What this task involves. Please locate every line in the records below that contains the word "leaf" and copy each one. Case counts.

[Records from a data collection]
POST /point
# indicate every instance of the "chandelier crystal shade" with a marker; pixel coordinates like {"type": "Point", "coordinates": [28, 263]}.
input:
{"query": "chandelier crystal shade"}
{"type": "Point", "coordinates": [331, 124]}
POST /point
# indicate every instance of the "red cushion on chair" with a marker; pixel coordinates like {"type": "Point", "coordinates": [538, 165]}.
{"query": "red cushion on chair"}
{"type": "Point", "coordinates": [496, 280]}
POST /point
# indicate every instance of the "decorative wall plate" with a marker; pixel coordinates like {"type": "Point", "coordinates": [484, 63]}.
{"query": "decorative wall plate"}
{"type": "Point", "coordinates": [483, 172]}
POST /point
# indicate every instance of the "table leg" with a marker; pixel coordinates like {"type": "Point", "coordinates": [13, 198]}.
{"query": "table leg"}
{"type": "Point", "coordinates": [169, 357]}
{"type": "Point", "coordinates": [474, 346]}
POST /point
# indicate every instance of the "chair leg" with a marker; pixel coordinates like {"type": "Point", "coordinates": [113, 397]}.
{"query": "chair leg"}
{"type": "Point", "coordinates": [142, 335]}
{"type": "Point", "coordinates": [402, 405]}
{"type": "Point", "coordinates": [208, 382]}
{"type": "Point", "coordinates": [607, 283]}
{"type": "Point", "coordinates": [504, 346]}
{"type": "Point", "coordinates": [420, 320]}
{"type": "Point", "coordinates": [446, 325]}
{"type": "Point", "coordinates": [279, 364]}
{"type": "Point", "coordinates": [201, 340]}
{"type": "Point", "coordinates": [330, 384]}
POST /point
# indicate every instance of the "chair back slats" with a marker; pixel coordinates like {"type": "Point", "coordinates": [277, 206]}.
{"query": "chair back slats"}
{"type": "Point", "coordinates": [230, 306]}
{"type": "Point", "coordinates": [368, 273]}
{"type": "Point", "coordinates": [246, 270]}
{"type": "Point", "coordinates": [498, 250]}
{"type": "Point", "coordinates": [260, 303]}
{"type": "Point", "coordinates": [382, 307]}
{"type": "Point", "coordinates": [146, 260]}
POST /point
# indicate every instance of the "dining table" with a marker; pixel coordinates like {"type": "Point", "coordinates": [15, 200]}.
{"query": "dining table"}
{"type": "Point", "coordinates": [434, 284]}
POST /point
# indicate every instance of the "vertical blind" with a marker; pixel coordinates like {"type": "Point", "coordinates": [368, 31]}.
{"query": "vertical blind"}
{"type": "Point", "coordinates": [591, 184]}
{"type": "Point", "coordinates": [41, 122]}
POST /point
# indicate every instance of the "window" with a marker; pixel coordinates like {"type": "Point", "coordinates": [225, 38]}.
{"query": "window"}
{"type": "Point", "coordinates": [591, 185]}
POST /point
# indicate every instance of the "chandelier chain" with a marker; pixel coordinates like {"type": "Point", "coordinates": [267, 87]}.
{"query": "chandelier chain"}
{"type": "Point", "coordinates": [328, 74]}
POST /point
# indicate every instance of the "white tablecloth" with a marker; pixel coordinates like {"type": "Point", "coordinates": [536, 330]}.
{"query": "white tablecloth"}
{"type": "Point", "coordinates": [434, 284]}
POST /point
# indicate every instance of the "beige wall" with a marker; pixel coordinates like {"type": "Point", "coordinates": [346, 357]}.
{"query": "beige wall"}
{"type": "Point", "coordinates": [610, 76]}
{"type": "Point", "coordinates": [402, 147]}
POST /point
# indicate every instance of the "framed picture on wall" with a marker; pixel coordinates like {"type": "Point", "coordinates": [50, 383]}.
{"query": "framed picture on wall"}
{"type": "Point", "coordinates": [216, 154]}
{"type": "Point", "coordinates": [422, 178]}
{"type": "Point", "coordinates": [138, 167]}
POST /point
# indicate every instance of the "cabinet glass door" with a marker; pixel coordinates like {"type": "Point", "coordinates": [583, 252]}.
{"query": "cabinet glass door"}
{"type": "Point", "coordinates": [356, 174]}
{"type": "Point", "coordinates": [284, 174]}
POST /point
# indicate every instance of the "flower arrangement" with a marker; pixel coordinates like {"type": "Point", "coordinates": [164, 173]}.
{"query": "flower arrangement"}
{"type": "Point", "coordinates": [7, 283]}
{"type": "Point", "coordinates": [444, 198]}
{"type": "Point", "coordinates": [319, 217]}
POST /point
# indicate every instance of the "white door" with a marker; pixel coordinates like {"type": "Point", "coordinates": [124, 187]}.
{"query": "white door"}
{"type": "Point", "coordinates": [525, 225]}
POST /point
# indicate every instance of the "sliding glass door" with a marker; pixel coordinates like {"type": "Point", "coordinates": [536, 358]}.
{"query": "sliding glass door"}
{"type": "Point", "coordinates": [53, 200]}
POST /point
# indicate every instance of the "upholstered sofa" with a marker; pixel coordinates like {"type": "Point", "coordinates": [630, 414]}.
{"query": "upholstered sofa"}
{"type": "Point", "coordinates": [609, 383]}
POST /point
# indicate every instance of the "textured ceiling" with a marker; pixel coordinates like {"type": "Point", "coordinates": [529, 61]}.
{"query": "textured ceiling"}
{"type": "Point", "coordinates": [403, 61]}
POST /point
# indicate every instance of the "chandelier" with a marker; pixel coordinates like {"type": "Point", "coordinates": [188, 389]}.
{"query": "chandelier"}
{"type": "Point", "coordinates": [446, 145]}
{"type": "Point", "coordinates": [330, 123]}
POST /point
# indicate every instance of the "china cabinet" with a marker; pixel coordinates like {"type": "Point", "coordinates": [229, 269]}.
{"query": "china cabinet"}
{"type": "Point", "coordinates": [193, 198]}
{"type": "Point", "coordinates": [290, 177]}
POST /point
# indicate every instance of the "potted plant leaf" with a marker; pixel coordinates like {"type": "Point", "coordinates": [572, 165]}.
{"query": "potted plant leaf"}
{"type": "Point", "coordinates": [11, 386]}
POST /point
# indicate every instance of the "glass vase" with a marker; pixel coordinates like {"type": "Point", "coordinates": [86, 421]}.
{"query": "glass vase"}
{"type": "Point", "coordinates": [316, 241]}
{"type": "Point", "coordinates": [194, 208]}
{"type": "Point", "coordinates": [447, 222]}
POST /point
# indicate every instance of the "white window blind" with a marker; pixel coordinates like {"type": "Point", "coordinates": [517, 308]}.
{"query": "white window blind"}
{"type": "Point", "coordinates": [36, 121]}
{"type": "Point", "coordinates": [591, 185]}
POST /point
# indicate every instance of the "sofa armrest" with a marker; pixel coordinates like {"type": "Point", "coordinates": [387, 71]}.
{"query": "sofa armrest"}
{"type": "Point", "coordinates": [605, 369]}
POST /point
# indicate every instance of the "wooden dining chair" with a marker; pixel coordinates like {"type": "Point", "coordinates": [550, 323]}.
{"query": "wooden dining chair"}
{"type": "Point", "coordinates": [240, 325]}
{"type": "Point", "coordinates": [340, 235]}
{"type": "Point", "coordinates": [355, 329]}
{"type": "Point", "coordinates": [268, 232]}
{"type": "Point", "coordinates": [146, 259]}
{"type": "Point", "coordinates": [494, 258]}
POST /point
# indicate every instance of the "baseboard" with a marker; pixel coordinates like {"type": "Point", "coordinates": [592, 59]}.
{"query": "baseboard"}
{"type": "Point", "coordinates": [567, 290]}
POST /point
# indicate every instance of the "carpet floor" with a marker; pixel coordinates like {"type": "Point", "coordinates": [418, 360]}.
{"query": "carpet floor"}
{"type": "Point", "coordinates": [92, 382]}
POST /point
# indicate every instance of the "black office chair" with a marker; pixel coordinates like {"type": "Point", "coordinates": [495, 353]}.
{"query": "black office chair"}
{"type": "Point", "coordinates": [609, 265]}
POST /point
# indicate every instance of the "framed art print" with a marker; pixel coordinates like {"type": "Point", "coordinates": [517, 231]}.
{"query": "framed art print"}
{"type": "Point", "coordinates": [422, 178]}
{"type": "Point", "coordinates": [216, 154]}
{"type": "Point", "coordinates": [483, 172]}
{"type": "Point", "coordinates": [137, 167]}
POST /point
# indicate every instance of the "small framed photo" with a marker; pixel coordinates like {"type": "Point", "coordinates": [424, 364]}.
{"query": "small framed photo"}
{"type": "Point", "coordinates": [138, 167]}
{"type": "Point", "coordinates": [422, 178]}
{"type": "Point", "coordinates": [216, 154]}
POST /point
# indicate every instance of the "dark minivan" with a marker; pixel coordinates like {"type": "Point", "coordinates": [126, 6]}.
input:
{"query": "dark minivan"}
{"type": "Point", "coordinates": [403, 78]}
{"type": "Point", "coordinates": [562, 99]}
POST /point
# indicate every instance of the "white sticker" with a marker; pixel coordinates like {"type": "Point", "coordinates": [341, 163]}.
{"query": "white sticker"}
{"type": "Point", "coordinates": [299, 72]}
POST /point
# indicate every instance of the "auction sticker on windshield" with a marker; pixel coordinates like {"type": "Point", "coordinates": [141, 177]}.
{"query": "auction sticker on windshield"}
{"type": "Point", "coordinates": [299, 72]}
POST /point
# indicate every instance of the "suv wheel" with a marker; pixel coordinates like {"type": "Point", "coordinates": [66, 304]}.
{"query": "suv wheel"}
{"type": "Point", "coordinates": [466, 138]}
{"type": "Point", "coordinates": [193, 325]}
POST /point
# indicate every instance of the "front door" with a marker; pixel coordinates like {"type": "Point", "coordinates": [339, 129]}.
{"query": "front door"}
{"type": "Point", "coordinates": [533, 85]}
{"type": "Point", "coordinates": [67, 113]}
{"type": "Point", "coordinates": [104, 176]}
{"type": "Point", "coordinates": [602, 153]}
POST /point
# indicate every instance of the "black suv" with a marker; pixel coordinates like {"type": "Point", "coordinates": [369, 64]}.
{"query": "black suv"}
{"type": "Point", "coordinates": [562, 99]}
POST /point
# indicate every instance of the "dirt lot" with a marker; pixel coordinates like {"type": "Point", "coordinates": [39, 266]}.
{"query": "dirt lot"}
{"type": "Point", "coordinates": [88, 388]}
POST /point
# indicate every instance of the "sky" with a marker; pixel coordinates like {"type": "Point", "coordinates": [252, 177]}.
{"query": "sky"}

Complete output.
# indicate every instance of the "potted plant leaf" with a marker; pixel coordinates like {"type": "Point", "coordinates": [572, 165]}.
{"query": "potted plant leaf"}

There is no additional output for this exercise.